- WHAT THE EXERCISE ASKS
If a line below contains the word "following", count it. Please give the total and nothing else.

[Data excerpts]
━━━━━━━━━━
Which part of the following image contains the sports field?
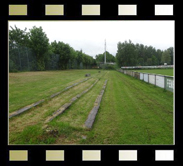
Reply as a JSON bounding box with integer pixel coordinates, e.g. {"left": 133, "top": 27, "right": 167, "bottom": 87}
{"left": 9, "top": 70, "right": 173, "bottom": 145}
{"left": 133, "top": 68, "right": 173, "bottom": 76}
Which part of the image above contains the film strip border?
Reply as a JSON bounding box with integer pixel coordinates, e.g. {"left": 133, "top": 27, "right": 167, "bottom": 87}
{"left": 8, "top": 149, "right": 175, "bottom": 161}
{"left": 4, "top": 1, "right": 178, "bottom": 165}
{"left": 8, "top": 4, "right": 174, "bottom": 16}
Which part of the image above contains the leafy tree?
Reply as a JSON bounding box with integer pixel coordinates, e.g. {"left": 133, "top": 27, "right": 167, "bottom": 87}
{"left": 95, "top": 51, "right": 115, "bottom": 63}
{"left": 9, "top": 25, "right": 96, "bottom": 71}
{"left": 106, "top": 51, "right": 116, "bottom": 62}
{"left": 29, "top": 26, "right": 49, "bottom": 70}
{"left": 167, "top": 47, "right": 174, "bottom": 65}
{"left": 9, "top": 25, "right": 29, "bottom": 47}
{"left": 69, "top": 47, "right": 77, "bottom": 69}
{"left": 161, "top": 49, "right": 171, "bottom": 65}
{"left": 95, "top": 53, "right": 104, "bottom": 63}
{"left": 116, "top": 40, "right": 173, "bottom": 67}
{"left": 156, "top": 49, "right": 163, "bottom": 65}
{"left": 152, "top": 55, "right": 158, "bottom": 65}
{"left": 9, "top": 25, "right": 31, "bottom": 71}
{"left": 138, "top": 58, "right": 144, "bottom": 66}
{"left": 147, "top": 58, "right": 152, "bottom": 65}
{"left": 116, "top": 40, "right": 137, "bottom": 66}
{"left": 44, "top": 44, "right": 58, "bottom": 70}
{"left": 83, "top": 54, "right": 89, "bottom": 69}
{"left": 76, "top": 50, "right": 83, "bottom": 68}
{"left": 91, "top": 58, "right": 97, "bottom": 67}
{"left": 51, "top": 41, "right": 76, "bottom": 69}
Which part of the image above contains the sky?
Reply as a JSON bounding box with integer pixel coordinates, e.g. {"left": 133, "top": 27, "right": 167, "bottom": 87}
{"left": 9, "top": 21, "right": 174, "bottom": 58}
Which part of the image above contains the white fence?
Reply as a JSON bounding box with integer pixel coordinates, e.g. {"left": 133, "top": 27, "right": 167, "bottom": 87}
{"left": 156, "top": 75, "right": 165, "bottom": 88}
{"left": 144, "top": 73, "right": 148, "bottom": 83}
{"left": 117, "top": 69, "right": 174, "bottom": 92}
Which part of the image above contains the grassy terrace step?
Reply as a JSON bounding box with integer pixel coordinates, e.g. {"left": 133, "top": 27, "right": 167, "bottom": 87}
{"left": 9, "top": 99, "right": 45, "bottom": 119}
{"left": 9, "top": 70, "right": 100, "bottom": 113}
{"left": 9, "top": 76, "right": 100, "bottom": 144}
{"left": 44, "top": 79, "right": 99, "bottom": 124}
{"left": 9, "top": 77, "right": 91, "bottom": 118}
{"left": 84, "top": 80, "right": 108, "bottom": 129}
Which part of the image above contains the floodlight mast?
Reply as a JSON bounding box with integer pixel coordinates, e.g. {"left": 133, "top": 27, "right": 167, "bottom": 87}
{"left": 104, "top": 39, "right": 106, "bottom": 64}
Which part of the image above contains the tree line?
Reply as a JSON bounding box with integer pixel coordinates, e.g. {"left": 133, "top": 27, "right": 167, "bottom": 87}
{"left": 9, "top": 26, "right": 97, "bottom": 72}
{"left": 116, "top": 40, "right": 173, "bottom": 67}
{"left": 9, "top": 26, "right": 173, "bottom": 72}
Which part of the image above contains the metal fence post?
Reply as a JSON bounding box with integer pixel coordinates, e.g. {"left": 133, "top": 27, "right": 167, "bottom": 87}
{"left": 164, "top": 76, "right": 166, "bottom": 90}
{"left": 155, "top": 74, "right": 156, "bottom": 86}
{"left": 143, "top": 73, "right": 144, "bottom": 81}
{"left": 148, "top": 73, "right": 149, "bottom": 83}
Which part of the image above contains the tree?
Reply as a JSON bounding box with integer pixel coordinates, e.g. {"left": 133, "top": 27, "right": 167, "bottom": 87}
{"left": 91, "top": 58, "right": 97, "bottom": 67}
{"left": 76, "top": 50, "right": 83, "bottom": 68}
{"left": 51, "top": 41, "right": 76, "bottom": 69}
{"left": 95, "top": 53, "right": 104, "bottom": 63}
{"left": 116, "top": 40, "right": 174, "bottom": 67}
{"left": 167, "top": 47, "right": 174, "bottom": 65}
{"left": 9, "top": 25, "right": 29, "bottom": 47}
{"left": 116, "top": 42, "right": 124, "bottom": 67}
{"left": 116, "top": 40, "right": 137, "bottom": 67}
{"left": 138, "top": 58, "right": 144, "bottom": 66}
{"left": 137, "top": 44, "right": 145, "bottom": 65}
{"left": 83, "top": 54, "right": 89, "bottom": 69}
{"left": 9, "top": 25, "right": 97, "bottom": 71}
{"left": 161, "top": 49, "right": 171, "bottom": 65}
{"left": 9, "top": 25, "right": 31, "bottom": 71}
{"left": 152, "top": 55, "right": 158, "bottom": 65}
{"left": 105, "top": 51, "right": 116, "bottom": 62}
{"left": 95, "top": 51, "right": 115, "bottom": 63}
{"left": 69, "top": 47, "right": 77, "bottom": 69}
{"left": 29, "top": 26, "right": 49, "bottom": 70}
{"left": 147, "top": 58, "right": 152, "bottom": 66}
{"left": 156, "top": 49, "right": 163, "bottom": 65}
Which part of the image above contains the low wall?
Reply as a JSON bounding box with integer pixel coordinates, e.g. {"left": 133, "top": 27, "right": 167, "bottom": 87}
{"left": 117, "top": 69, "right": 174, "bottom": 92}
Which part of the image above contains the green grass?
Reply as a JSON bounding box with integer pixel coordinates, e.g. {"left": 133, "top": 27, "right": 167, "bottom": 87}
{"left": 80, "top": 71, "right": 173, "bottom": 144}
{"left": 9, "top": 69, "right": 99, "bottom": 113}
{"left": 9, "top": 70, "right": 173, "bottom": 145}
{"left": 10, "top": 124, "right": 57, "bottom": 144}
{"left": 133, "top": 68, "right": 173, "bottom": 76}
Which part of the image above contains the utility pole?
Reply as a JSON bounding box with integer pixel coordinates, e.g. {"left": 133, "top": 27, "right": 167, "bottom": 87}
{"left": 104, "top": 39, "right": 106, "bottom": 64}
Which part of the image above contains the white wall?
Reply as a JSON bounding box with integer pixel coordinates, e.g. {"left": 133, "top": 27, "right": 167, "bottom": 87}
{"left": 149, "top": 74, "right": 155, "bottom": 85}
{"left": 144, "top": 74, "right": 148, "bottom": 82}
{"left": 156, "top": 75, "right": 165, "bottom": 88}
{"left": 140, "top": 73, "right": 143, "bottom": 80}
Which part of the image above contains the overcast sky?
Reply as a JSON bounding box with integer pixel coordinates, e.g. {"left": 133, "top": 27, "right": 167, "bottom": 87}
{"left": 9, "top": 21, "right": 174, "bottom": 58}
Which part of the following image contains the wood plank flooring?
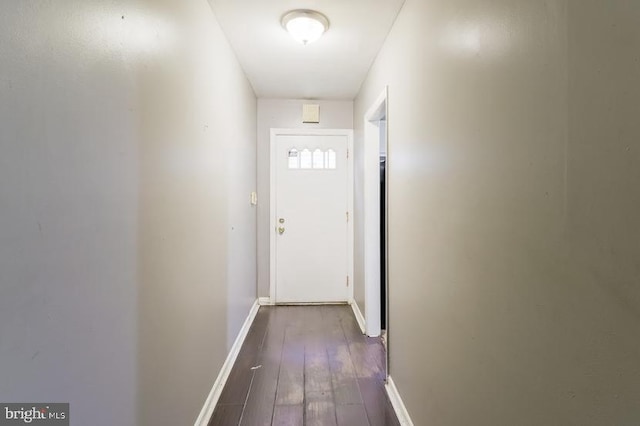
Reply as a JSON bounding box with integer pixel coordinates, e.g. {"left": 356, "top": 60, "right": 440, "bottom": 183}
{"left": 209, "top": 305, "right": 400, "bottom": 426}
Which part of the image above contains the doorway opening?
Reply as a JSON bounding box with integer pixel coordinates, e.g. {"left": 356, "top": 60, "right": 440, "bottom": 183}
{"left": 379, "top": 119, "right": 387, "bottom": 334}
{"left": 363, "top": 88, "right": 388, "bottom": 345}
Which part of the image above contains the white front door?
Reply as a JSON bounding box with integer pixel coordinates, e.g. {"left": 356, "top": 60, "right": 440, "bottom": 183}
{"left": 274, "top": 132, "right": 350, "bottom": 303}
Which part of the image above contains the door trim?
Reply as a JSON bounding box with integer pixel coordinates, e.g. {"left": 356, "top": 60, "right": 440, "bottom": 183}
{"left": 269, "top": 128, "right": 354, "bottom": 304}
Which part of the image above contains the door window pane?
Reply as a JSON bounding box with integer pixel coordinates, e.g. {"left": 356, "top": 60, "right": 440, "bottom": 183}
{"left": 313, "top": 149, "right": 324, "bottom": 169}
{"left": 326, "top": 149, "right": 337, "bottom": 169}
{"left": 288, "top": 148, "right": 299, "bottom": 169}
{"left": 300, "top": 149, "right": 312, "bottom": 169}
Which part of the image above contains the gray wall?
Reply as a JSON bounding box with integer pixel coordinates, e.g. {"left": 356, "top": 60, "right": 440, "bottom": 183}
{"left": 256, "top": 99, "right": 353, "bottom": 298}
{"left": 355, "top": 1, "right": 640, "bottom": 424}
{"left": 0, "top": 1, "right": 256, "bottom": 425}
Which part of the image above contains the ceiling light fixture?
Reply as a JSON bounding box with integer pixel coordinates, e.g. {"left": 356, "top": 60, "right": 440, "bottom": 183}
{"left": 281, "top": 10, "right": 329, "bottom": 45}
━━━━━━━━━━
- RESULT OF THE EXERCISE
2